Work to complete:
1 > The article below on the new food bank distribution center names the local organizations the architecture firm is known for working with. List each of those organizations.
2 > From the article below on the new food bank distribution center, extract everything from "The statistics are" down to "produce in season.", copying it word for word.

━━━ Excerpted text ━━━

Architecture Helps Ease Hunger
With only finishes and sitework remaining, The Food Bank of the Rockies staff eagerly await the new Western Slope Etkin Family Distribution Center on track to be completed this year. The new facility will almost double the prior 28k of square feet of the Palisade location, bringing 50,400 square feet of warehouse, distribution, and office space to state-of-the art warehouse in Grand Junction. The center will work with smaller food banks to provide food to 12 counties from Steamboat Springs to Aspen and down to Ouray County and provide a new home to Meals on Wheels Mesa County.
Chamberlin Architects has been integral in problem solving and construction administration while working with our colleagues at Ford Construction. Project lead, Eric Mendell, has shepherded the project from the beginning of the design phase. He finds himself at the core of coordinating a complex facility that will provide for thousands of Coloradans with the growing problem of food insecurity.
The statistics are sobering. 8.3% of Coloradans do not have enough to eat. Food Bank Director Sue Ellen Rodwick explains how architecture can help, “More space helps, and then having a great design means we’ll be more efficient in what we’re doing. We’ll be able to provide more perishable items, provide more local produce and reduce costs to bring that food to people who need it.”
Providing that efficiency involves close collaboration between Food Bank staff and experienced/ talented architects with heart. Our firm has worked with charitable and non-profit organizations on 75 plus buildings. We are known for the work we do with local organizations like Hilltop Community Services, Karis Inc., Grand Valley Catholic Outreach as well as local hospitals and health clinics. For the Food Bank, supporting community also comes in the form of purchasing local produce in season.
Having outgrown their current space, the seasonal nature of food production means The Food Bank is often overflowing with fresh peaches or corn. They are looking forward to quadrupling the cooler space with the move to Grand Junction. The new facility has 400% more cooler space which is large enough to park 8 concrete trucks within and an equally massive freezer that can keep its contents at a brisk -10 degrees Fahrenheit.
A true charitable collaboration, Meals on Wheels Mesa County, will call this building home with a kitchen and food preparation space to feed 1500 seniors annually.
Outside an herb garden will provide a relaxing, peaceful environment to be enjoyed and maintained by staff and volunteers. The shady green space will offer an easily accessible reprieve from the busy warehouse and offices and while honoring the Food Banks’ mission to ease hunger.
Chamberlin can proudly say this is the second largest non-profit facility we have worked on, but it won’t be the last. We are proud to be part of another humanitarian project that benefits our community directly.

━━━ Material supplied ━━━

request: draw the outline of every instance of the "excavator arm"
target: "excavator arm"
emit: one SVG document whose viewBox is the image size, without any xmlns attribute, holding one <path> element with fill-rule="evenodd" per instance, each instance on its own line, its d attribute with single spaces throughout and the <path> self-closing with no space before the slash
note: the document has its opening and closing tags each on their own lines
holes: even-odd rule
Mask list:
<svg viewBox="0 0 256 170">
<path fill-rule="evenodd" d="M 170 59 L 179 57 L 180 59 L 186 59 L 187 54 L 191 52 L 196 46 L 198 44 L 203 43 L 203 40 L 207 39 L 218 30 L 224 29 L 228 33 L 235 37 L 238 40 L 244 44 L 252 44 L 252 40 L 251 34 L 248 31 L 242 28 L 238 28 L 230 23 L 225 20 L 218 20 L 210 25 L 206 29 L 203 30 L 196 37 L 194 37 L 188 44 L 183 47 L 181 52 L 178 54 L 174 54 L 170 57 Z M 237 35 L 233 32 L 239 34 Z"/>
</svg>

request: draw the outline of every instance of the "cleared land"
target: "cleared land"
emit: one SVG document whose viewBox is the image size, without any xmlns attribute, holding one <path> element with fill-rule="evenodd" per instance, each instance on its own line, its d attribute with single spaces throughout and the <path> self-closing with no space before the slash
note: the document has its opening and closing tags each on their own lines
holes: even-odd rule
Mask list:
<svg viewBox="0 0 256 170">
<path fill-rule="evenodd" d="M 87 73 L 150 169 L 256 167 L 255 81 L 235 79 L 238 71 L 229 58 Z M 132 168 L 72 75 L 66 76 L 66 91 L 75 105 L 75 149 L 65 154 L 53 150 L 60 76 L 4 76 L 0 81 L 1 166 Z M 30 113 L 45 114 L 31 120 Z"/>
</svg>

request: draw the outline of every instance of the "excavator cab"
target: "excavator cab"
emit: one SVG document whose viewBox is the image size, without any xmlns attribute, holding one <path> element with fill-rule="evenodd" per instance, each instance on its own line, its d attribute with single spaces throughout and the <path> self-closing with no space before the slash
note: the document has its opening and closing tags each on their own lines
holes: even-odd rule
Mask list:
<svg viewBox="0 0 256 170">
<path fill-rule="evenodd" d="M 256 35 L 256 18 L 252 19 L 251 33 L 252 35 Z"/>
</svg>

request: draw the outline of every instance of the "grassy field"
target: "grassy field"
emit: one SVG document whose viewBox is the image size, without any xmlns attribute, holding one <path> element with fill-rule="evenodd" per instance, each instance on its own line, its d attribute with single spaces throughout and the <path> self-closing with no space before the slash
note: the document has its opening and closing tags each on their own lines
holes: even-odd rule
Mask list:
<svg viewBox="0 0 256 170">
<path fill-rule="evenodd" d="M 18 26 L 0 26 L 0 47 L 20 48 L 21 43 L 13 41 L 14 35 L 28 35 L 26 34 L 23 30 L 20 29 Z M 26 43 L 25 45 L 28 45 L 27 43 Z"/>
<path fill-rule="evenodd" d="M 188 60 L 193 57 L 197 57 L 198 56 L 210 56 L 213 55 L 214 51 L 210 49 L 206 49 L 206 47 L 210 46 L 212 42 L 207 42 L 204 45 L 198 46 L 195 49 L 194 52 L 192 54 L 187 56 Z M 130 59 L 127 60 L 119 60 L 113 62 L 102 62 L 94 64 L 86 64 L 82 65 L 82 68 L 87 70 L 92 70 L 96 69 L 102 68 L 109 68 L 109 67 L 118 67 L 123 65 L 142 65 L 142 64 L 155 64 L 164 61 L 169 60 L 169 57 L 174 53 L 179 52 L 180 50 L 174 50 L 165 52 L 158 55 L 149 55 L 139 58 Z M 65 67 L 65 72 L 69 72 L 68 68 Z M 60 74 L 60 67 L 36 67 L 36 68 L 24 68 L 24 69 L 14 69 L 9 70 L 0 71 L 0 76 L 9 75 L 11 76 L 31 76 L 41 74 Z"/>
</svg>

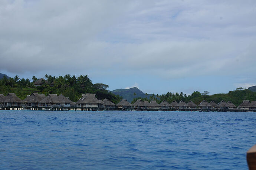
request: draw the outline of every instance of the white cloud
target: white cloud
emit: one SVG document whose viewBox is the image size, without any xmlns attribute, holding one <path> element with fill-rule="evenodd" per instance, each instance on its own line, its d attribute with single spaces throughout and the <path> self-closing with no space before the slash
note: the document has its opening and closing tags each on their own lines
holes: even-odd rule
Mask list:
<svg viewBox="0 0 256 170">
<path fill-rule="evenodd" d="M 0 68 L 243 76 L 256 71 L 255 7 L 253 0 L 3 1 Z"/>
<path fill-rule="evenodd" d="M 135 83 L 134 83 L 134 84 L 133 85 L 129 87 L 126 87 L 124 89 L 129 89 L 131 88 L 132 88 L 133 87 L 137 87 L 138 89 L 140 88 L 139 87 L 139 84 L 136 82 Z"/>
</svg>

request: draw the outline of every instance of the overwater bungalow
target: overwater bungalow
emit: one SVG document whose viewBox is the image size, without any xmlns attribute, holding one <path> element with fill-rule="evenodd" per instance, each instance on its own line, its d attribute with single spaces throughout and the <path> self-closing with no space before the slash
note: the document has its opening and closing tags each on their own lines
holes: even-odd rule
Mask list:
<svg viewBox="0 0 256 170">
<path fill-rule="evenodd" d="M 159 104 L 155 101 L 151 101 L 148 104 L 148 109 L 150 110 L 158 110 L 160 109 Z"/>
<path fill-rule="evenodd" d="M 108 99 L 104 99 L 103 103 L 105 110 L 113 110 L 115 108 L 115 104 L 111 102 Z"/>
<path fill-rule="evenodd" d="M 19 109 L 21 107 L 22 100 L 13 93 L 8 93 L 1 100 L 1 108 L 7 110 L 12 108 L 13 110 L 14 110 L 15 108 Z"/>
<path fill-rule="evenodd" d="M 211 101 L 207 105 L 207 108 L 211 111 L 215 111 L 217 109 L 217 104 L 213 101 Z"/>
<path fill-rule="evenodd" d="M 27 96 L 26 98 L 22 101 L 22 109 L 37 110 L 40 101 L 45 97 L 45 95 L 32 93 L 31 95 Z"/>
<path fill-rule="evenodd" d="M 204 100 L 202 102 L 200 103 L 200 104 L 198 105 L 198 108 L 200 110 L 207 110 L 208 104 L 209 103 L 206 100 Z"/>
<path fill-rule="evenodd" d="M 117 109 L 120 110 L 130 110 L 132 109 L 132 105 L 126 99 L 123 99 L 116 104 Z"/>
<path fill-rule="evenodd" d="M 251 111 L 256 112 L 256 101 L 252 101 L 250 105 Z"/>
<path fill-rule="evenodd" d="M 196 110 L 197 106 L 191 101 L 187 103 L 187 109 L 190 110 Z"/>
<path fill-rule="evenodd" d="M 36 86 L 41 86 L 44 84 L 50 84 L 48 82 L 45 80 L 43 78 L 41 78 L 36 82 L 34 83 L 34 85 Z"/>
<path fill-rule="evenodd" d="M 3 94 L 0 94 L 0 110 L 3 109 L 2 108 L 2 103 L 3 102 L 4 95 Z"/>
<path fill-rule="evenodd" d="M 102 103 L 95 97 L 95 94 L 86 94 L 82 95 L 76 103 L 78 107 L 82 110 L 96 110 L 99 106 Z"/>
<path fill-rule="evenodd" d="M 161 110 L 167 110 L 170 108 L 170 104 L 165 100 L 164 100 L 159 104 L 159 107 L 160 107 L 160 109 Z"/>
<path fill-rule="evenodd" d="M 62 94 L 49 94 L 39 103 L 39 107 L 53 110 L 68 110 L 73 102 Z"/>
<path fill-rule="evenodd" d="M 218 111 L 225 111 L 229 109 L 229 105 L 222 100 L 217 105 Z"/>
<path fill-rule="evenodd" d="M 147 110 L 147 109 L 149 106 L 149 103 L 148 102 L 148 101 L 144 101 L 143 102 L 144 102 L 144 108 Z"/>
<path fill-rule="evenodd" d="M 243 103 L 238 106 L 240 110 L 244 111 L 249 111 L 252 106 L 249 101 L 243 101 Z"/>
<path fill-rule="evenodd" d="M 184 110 L 187 109 L 187 105 L 184 101 L 181 100 L 178 103 L 177 106 L 179 107 L 179 110 Z"/>
<path fill-rule="evenodd" d="M 170 103 L 170 108 L 172 110 L 176 110 L 178 109 L 179 107 L 178 106 L 178 102 L 176 101 L 174 101 L 171 103 Z"/>
<path fill-rule="evenodd" d="M 140 99 L 137 100 L 137 101 L 132 104 L 132 108 L 136 110 L 144 110 L 147 108 L 144 104 L 144 101 Z"/>
<path fill-rule="evenodd" d="M 227 102 L 229 106 L 229 110 L 237 110 L 237 107 L 234 105 L 232 102 L 229 101 Z"/>
</svg>

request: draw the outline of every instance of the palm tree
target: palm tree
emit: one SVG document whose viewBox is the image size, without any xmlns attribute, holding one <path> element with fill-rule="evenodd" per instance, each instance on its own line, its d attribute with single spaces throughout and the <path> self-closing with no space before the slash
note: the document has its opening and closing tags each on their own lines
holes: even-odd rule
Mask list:
<svg viewBox="0 0 256 170">
<path fill-rule="evenodd" d="M 32 79 L 33 80 L 33 82 L 34 83 L 37 81 L 37 78 L 34 75 L 32 77 Z"/>
<path fill-rule="evenodd" d="M 19 81 L 20 80 L 20 78 L 19 78 L 19 76 L 18 75 L 16 75 L 15 76 L 15 77 L 14 78 L 14 80 L 15 81 L 15 82 L 17 82 L 17 81 Z"/>
</svg>

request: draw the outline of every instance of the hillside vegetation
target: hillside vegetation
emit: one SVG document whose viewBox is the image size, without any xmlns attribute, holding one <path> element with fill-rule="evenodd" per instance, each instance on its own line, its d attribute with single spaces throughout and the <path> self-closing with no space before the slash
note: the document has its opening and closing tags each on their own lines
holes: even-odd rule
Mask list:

━━━

Written answers:
1 >
Hilltop Community Services
Karis Inc.
Grand Valley Catholic Outreach

2 >
The statistics are sobering. 8.3% of Coloradans do not have enough to eat. Food Bank Director Sue Ellen Rodwick explains how architecture can help, “More space helps, and then having a great design means we’ll be more efficient in what we’re doing. We’ll be able to provide more perishable items, provide more local produce and reduce costs to bring that food to people who need it.”
Providing that efficiency involves close collaboration between Food Bank staff and experienced/ talented architects with heart. Our firm has worked with charitable and non-profit organizations on 75 plus buildings. We are known for the work we do with local organizations like Hilltop Community Services, Karis Inc., Grand Valley Catholic Outreach as well as local hospitals and health clinics. For the Food Bank, supporting community also comes in the form of purchasing local produce in season.